■ **What the task asks**: Count the lines below that contain the string "range", with uppercase and lowercase letters treated as distinct. Reply with the number alone.

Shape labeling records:
======
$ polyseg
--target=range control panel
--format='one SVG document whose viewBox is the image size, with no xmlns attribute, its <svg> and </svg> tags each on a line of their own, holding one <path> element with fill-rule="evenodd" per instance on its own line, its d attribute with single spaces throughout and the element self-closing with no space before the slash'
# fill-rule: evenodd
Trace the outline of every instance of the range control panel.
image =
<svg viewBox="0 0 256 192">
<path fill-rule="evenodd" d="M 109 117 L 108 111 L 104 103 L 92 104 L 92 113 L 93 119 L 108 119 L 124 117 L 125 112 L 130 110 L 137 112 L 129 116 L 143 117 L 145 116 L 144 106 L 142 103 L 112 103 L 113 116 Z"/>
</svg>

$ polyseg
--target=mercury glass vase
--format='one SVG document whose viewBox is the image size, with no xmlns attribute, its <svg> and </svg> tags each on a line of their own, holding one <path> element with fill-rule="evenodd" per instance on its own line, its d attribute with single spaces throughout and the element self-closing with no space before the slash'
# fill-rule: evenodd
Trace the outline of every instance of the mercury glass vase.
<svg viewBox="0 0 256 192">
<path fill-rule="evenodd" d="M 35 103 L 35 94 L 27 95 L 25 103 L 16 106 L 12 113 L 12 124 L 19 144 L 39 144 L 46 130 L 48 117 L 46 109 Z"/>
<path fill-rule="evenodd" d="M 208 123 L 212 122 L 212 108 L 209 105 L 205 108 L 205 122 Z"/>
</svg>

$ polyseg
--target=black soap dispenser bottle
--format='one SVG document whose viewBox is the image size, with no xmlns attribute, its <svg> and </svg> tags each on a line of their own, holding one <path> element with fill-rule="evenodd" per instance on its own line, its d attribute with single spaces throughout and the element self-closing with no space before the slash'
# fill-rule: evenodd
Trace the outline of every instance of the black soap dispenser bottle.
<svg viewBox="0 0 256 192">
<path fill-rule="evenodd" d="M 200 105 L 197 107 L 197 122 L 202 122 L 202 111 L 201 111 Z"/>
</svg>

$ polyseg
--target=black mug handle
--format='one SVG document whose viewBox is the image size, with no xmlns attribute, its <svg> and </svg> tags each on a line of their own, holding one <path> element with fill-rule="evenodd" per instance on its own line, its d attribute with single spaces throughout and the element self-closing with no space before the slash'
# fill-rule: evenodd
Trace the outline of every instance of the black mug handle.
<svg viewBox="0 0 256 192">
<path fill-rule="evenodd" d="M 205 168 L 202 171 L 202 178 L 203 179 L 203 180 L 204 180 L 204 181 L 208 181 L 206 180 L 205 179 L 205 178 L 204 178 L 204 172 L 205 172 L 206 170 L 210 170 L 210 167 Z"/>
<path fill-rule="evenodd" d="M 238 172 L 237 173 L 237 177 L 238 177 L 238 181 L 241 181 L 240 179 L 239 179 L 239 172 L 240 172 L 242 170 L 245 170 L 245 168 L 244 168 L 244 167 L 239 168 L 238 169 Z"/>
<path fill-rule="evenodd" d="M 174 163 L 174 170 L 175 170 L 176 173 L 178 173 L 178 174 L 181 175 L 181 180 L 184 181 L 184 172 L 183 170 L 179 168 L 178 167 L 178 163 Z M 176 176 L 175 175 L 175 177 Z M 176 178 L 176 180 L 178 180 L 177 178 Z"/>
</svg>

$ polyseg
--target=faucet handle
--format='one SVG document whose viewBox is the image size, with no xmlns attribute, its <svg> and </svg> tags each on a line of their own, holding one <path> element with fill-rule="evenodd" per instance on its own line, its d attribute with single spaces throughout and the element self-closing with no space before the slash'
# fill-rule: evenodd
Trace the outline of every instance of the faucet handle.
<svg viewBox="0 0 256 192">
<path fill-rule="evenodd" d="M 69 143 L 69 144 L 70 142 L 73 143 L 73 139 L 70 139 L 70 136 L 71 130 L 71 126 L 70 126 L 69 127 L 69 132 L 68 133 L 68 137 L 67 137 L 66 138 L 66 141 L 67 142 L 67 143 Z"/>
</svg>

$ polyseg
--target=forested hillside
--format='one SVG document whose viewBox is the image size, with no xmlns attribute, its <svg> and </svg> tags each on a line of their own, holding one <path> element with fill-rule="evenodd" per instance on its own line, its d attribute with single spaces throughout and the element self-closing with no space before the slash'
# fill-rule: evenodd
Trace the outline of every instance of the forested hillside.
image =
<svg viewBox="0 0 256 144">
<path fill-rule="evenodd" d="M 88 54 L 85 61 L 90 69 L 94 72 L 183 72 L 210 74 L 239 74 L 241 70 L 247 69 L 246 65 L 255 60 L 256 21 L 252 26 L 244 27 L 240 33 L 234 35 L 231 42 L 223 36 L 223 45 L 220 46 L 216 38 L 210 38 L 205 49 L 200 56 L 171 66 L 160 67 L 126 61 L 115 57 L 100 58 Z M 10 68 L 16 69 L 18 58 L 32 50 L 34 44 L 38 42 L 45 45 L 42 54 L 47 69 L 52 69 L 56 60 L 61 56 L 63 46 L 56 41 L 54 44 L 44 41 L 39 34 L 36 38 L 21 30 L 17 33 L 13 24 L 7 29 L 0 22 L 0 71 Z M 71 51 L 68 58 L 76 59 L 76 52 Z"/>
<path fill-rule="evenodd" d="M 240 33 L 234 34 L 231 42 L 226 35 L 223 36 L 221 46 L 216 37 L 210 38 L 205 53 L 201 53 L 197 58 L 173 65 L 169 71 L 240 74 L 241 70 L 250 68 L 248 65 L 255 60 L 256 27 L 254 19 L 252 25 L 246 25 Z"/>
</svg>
======
■ **Final result**: 2